#### [EXERCISE BRIEF]
Copy the data exactly. Images are the one exception.

Top of DATA PROVIDED

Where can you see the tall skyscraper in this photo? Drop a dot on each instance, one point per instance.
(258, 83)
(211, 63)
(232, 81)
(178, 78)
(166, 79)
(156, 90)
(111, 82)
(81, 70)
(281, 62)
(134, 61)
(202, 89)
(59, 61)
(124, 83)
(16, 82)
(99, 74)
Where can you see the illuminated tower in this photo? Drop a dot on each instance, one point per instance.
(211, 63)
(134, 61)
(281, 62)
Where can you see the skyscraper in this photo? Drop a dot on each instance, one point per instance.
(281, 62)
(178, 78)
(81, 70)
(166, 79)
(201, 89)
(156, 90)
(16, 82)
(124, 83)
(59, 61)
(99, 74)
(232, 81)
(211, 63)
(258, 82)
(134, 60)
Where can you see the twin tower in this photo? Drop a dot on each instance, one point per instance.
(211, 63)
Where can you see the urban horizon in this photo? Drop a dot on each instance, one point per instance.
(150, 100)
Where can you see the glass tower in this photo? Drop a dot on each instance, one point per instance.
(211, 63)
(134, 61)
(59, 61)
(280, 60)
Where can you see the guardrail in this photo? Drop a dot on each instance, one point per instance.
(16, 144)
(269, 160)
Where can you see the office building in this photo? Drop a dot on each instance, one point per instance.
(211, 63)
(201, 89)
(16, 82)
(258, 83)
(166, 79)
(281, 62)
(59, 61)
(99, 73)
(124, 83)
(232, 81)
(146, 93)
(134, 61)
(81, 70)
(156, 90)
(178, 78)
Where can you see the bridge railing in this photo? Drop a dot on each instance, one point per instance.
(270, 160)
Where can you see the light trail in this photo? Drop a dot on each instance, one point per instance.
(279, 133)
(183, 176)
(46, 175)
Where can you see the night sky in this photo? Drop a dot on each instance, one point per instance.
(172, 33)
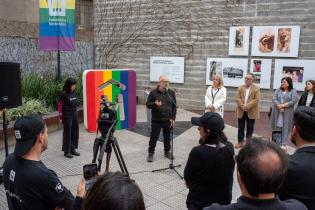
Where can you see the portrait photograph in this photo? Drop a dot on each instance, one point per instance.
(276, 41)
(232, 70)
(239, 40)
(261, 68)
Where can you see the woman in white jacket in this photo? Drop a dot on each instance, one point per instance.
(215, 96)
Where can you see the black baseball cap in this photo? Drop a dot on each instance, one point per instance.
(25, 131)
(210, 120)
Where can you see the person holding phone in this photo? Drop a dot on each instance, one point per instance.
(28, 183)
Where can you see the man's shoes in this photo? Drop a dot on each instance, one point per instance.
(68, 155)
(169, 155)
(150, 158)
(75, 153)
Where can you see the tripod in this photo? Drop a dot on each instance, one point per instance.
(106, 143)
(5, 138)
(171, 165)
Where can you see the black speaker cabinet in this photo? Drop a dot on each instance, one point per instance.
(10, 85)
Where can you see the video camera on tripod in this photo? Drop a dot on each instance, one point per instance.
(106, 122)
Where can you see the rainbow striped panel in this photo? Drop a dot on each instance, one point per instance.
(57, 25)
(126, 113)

Bottom of DATA PROVIDED

#### [TASK RESULT]
Where can you see the tall skyscraper in this photo? Drop a dot on each instance, one point per instance.
(258, 83)
(211, 63)
(232, 81)
(178, 78)
(166, 79)
(156, 90)
(111, 82)
(81, 70)
(281, 62)
(134, 61)
(202, 89)
(59, 61)
(124, 83)
(16, 82)
(99, 74)
Where can you see the illuminated tower in this photo? Drop a dot on each instance, one point per instance.
(211, 63)
(134, 61)
(281, 62)
Where can you see the skyscraper in this photo? Drop a dot on each instance, one point per instance.
(281, 62)
(178, 78)
(81, 70)
(166, 79)
(201, 89)
(156, 90)
(16, 82)
(124, 83)
(59, 61)
(99, 74)
(232, 81)
(211, 63)
(258, 82)
(134, 60)
Where can you see the twin tower in this photo? Drop a dot on each instance, one point per instance.
(211, 63)
Where can you see the urban horizon in this photo? Drop a dot on each instance, one point per instance.
(150, 100)
Where can you see the glass tower in this photo? Drop a dot on each instance, one point per instance.
(211, 63)
(134, 61)
(59, 61)
(280, 60)
Where can you see the guardrail in this photo? Drop a dot on each instance, one point per instance.
(16, 144)
(269, 160)
Where can you see the office building in this photo? Drop a dot on each instance, one point per instance.
(211, 63)
(201, 89)
(16, 82)
(258, 83)
(166, 79)
(281, 62)
(59, 61)
(99, 73)
(124, 83)
(232, 81)
(146, 93)
(134, 61)
(81, 70)
(156, 90)
(178, 78)
Where can you see the bridge railing in this photo? Drop a dot on each instance, one point per instance.
(270, 160)
Where can you see the light trail in this photo? Drop a dot on each instance, one point per instance.
(279, 133)
(183, 176)
(46, 175)
Where can you see the night sky in this photo? Drop a dot on each instance, one point per instance.
(172, 33)
Where can you see the portrait photograph in this photo? Drop a dot on each instance, one point per instance.
(276, 41)
(232, 70)
(239, 40)
(261, 68)
Where can you see the woman in white jacket in this photo? Drop a dot on each instance, one point per instance.
(215, 96)
Where can you see the black baseball cap in this photo? Drop a dot on each instance, one point per instance.
(25, 131)
(210, 120)
Where can you see the person holding phone in this photo? Drop a dot on each instance, one point per instance.
(28, 183)
Where can you see the man's shoes in this photo? Drop a dot on each instance, one point per instance.
(68, 155)
(169, 155)
(150, 158)
(75, 153)
Where can you see the tripod in this photo? Drop a dot on each instance, one point per instance.
(106, 143)
(5, 138)
(171, 165)
Where can you see the black speaker cabinet in this photo? Drop a dot on each instance, one point per instance.
(10, 85)
Where can you see the video camera on tripod in this photo? Drop a dot on each instance, one point per instance.
(106, 122)
Where can you see the rainbow striped panel in this photo? Drop a dot on each instance, one point per instance.
(57, 25)
(126, 113)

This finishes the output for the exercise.